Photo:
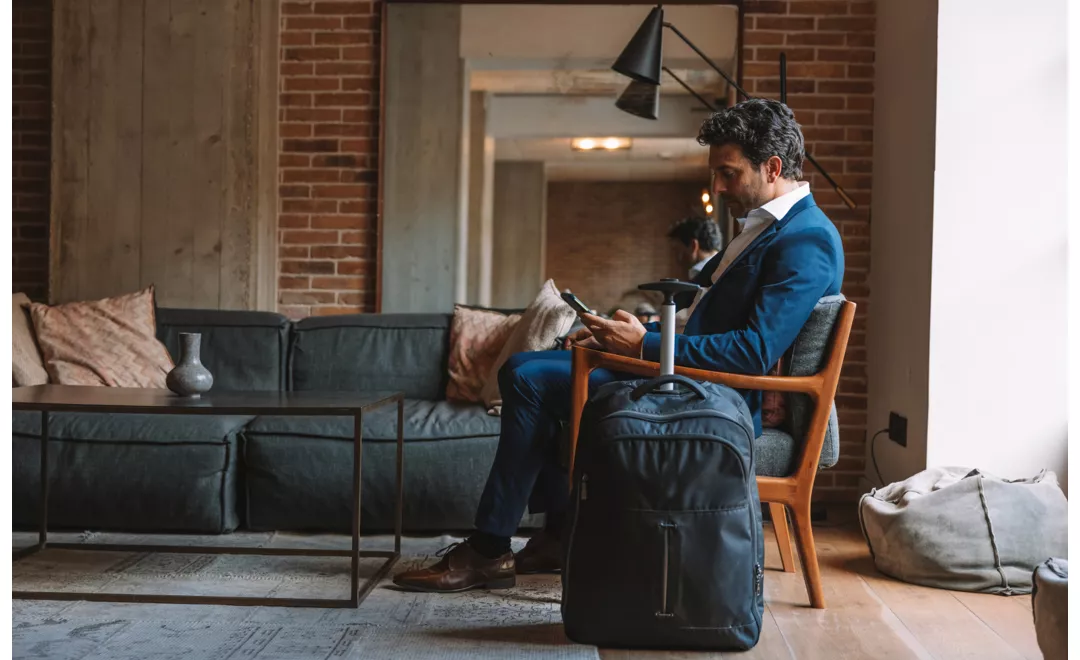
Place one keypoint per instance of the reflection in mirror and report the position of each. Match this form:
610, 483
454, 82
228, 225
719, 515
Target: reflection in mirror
507, 162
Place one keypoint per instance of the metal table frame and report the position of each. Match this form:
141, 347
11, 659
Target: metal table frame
358, 591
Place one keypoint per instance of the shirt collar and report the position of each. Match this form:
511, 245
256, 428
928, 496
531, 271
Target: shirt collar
778, 207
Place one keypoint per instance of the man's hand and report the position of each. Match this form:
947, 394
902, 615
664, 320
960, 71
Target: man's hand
583, 338
622, 335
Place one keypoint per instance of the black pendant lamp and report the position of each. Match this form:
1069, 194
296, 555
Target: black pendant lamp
640, 59
640, 99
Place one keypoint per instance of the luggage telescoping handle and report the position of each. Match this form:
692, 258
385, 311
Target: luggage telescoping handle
666, 382
670, 287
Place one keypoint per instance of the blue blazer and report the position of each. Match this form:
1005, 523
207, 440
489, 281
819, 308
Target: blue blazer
752, 315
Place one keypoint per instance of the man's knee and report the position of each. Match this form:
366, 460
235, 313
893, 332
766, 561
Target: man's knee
526, 373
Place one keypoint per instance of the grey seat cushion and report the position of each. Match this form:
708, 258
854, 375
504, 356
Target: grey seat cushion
358, 352
423, 420
806, 358
775, 454
129, 472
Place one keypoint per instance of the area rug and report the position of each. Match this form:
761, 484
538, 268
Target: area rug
521, 623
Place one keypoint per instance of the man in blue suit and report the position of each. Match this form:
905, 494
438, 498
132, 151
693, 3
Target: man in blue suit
760, 292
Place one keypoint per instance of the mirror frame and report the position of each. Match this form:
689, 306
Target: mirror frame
383, 36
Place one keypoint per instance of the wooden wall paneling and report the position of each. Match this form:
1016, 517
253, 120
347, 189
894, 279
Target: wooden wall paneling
239, 211
69, 145
207, 167
177, 283
157, 250
164, 145
127, 164
266, 52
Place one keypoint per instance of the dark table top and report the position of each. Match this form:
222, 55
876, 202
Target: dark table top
80, 399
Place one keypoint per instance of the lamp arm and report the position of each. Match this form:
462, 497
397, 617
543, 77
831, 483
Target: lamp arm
707, 59
710, 106
844, 196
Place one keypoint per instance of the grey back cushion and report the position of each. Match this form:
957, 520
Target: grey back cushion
362, 352
806, 358
244, 350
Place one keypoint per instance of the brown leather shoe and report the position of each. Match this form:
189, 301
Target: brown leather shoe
461, 568
543, 553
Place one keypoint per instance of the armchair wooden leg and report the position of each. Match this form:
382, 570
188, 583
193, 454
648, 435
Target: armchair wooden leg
779, 514
808, 554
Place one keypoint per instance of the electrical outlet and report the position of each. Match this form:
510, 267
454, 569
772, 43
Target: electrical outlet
898, 429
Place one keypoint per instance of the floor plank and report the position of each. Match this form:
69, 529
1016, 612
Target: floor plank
935, 617
871, 616
1010, 617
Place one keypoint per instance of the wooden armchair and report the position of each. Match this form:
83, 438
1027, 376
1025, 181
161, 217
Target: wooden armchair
782, 493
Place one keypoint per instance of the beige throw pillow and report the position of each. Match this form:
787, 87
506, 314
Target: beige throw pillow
26, 364
545, 319
108, 342
476, 338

__________

WORK TO COMPLETE: Give back exactly the lines beginning at the one with "Place one keypoint per instance of the brown" and ending at the final line of the material; both boundary lines belong in it.

WRITTEN RESPONSE:
Place one keypoint per instance of the brown leather shoe and report the position of each. Match this form:
189, 301
Target: brown leather shoe
461, 568
543, 553
Place one keypoint per instance of the armchair wooden leg and report the position of each. Match this form:
382, 570
188, 583
193, 454
648, 435
Target: armchair wooden leg
779, 514
808, 554
Place one keypoint per instance of the electrical outlet and report the position of each. Match this form:
510, 267
454, 569
772, 43
Target: electrical outlet
898, 429
Place one keypoint per instance of the floor plank and report the position of each. Match this form:
69, 529
1016, 612
Target: floor plank
935, 617
871, 616
1010, 617
Place one keypoint per instance of the wooden armchair and report the position of each. Match this form:
83, 438
1027, 376
1025, 181
161, 217
Target: wooden armchair
782, 493
Place one keypoint per instance of the beige throw pillow and report the position of each. Match this form:
787, 87
506, 314
Target: beige throw pillow
26, 364
545, 319
108, 342
476, 338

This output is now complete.